- The exercise: Every line must be returned precisely as it is written.
=====
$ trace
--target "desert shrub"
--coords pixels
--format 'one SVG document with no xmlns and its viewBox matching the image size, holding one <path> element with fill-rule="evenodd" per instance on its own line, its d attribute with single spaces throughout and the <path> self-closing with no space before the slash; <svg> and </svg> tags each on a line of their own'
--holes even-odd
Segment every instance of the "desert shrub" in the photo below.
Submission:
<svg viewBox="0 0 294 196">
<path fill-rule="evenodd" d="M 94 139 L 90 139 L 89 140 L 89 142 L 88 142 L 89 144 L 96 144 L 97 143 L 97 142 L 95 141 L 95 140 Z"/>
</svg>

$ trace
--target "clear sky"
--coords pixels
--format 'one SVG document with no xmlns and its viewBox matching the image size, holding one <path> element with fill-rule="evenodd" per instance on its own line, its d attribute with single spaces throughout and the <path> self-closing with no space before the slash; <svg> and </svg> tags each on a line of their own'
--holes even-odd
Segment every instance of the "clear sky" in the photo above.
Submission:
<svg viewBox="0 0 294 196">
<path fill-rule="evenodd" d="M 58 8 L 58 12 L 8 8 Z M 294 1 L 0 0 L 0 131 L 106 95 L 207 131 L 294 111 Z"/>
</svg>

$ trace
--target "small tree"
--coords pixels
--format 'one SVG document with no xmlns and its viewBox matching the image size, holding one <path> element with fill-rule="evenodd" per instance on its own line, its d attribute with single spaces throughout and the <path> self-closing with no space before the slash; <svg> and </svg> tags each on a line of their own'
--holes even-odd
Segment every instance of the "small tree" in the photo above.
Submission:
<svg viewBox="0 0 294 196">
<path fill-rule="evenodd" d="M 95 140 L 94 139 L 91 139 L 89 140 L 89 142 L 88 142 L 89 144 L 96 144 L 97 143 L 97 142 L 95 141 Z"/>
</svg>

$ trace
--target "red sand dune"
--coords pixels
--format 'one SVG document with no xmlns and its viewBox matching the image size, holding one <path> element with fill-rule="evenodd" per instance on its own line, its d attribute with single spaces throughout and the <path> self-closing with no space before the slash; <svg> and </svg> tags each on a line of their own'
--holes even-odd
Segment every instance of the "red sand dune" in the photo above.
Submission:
=====
- Problem solution:
$ trace
--target "desert shrub"
--coords pixels
--format 'one SVG document with no xmlns and its viewBox matching the image size, holding one <path> element with fill-rule="evenodd" per instance on its own line, its d attribute with single spaces throughout and the <path> self-closing with no space before the slash; <svg> and </svg> tags each on a line of their own'
--holes even-odd
Segment every instance of the "desert shrub" in the photo below.
Submission:
<svg viewBox="0 0 294 196">
<path fill-rule="evenodd" d="M 94 139 L 90 139 L 89 140 L 89 142 L 88 142 L 89 144 L 96 144 L 97 143 L 97 142 L 95 141 L 95 140 Z"/>
</svg>

$ trace
--target "clear sky"
--coords pixels
--format 'one SVG document with no xmlns and its viewBox matching the image size, holding one <path> element with fill-rule="evenodd" per instance on its own line, its d attribute with single spaces throughout and the <path> self-closing with no space before the slash; <svg> and </svg> tags each on a line of their own'
--holes even-odd
Segment every instance of the "clear sky" in the photo above.
Submission:
<svg viewBox="0 0 294 196">
<path fill-rule="evenodd" d="M 58 8 L 58 12 L 8 8 Z M 294 1 L 0 0 L 0 131 L 106 95 L 207 131 L 294 111 Z"/>
</svg>

$ trace
--target "small tree"
--coords pixels
--format 'one SVG document with no xmlns and its viewBox matching the image size, holding one <path> element with fill-rule="evenodd" per instance on its own line, its d attribute with single spaces throughout and the <path> self-closing with no space before the slash; <svg> and </svg> tags each on a line of their own'
--holes even-odd
Segment every instance of the "small tree" in the photo above.
Submission:
<svg viewBox="0 0 294 196">
<path fill-rule="evenodd" d="M 95 140 L 94 139 L 91 139 L 89 140 L 89 142 L 88 142 L 89 144 L 96 144 L 97 143 L 97 142 L 95 141 Z"/>
</svg>

$ trace
--target "red sand dune"
--coords pixels
--format 'one SVG document with no xmlns and its viewBox matching the image size, holding one <path> element with fill-rule="evenodd" per instance on its own line, its d attribute with single spaces throughout and the <path> self-closing with no space before the slash; <svg> and </svg> tags each on a line of their own'
--holes even-odd
Segment every instance of the "red sand dune" in the photo above.
Submission:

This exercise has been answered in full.